▸ Exercise
Scan the entries that follow and copy out every line containing "face".

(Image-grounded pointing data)
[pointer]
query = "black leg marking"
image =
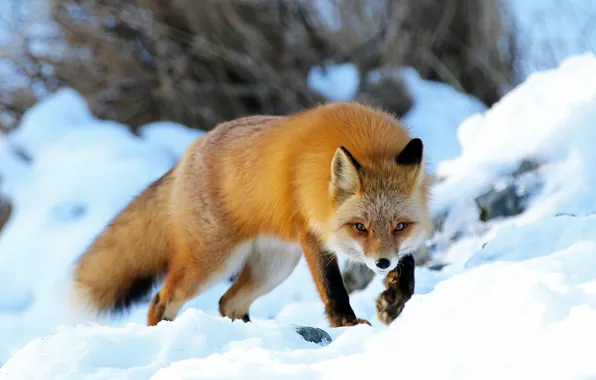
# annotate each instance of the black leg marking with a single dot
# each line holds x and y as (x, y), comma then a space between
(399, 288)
---
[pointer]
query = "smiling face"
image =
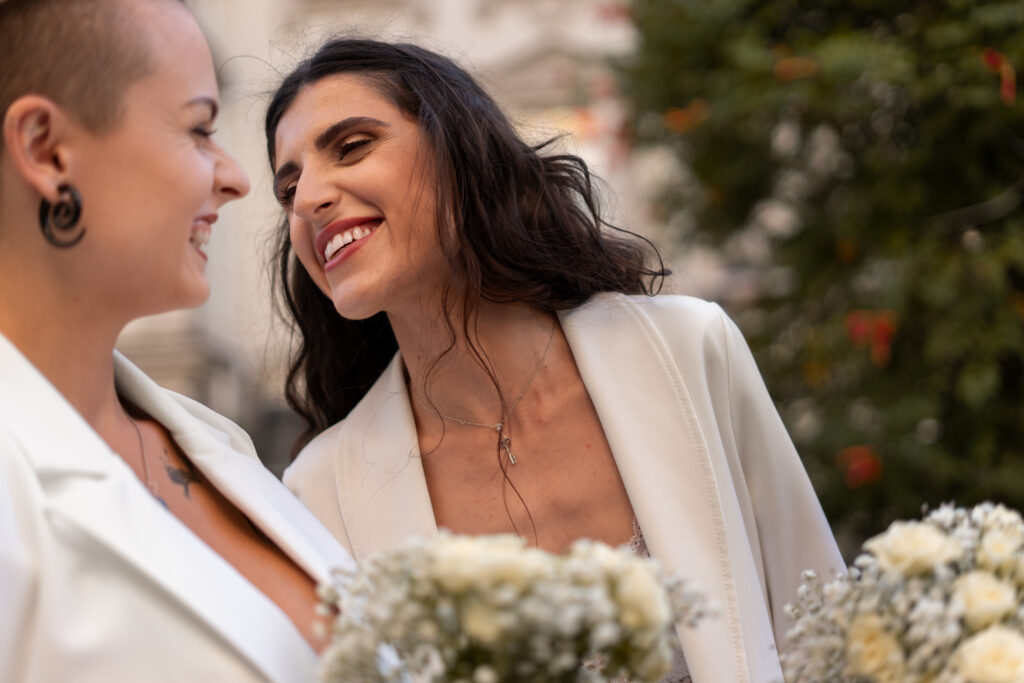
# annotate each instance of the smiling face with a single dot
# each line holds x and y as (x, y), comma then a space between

▸ Response box
query = "smiling face"
# annotate each instance of the smiling face with a single dot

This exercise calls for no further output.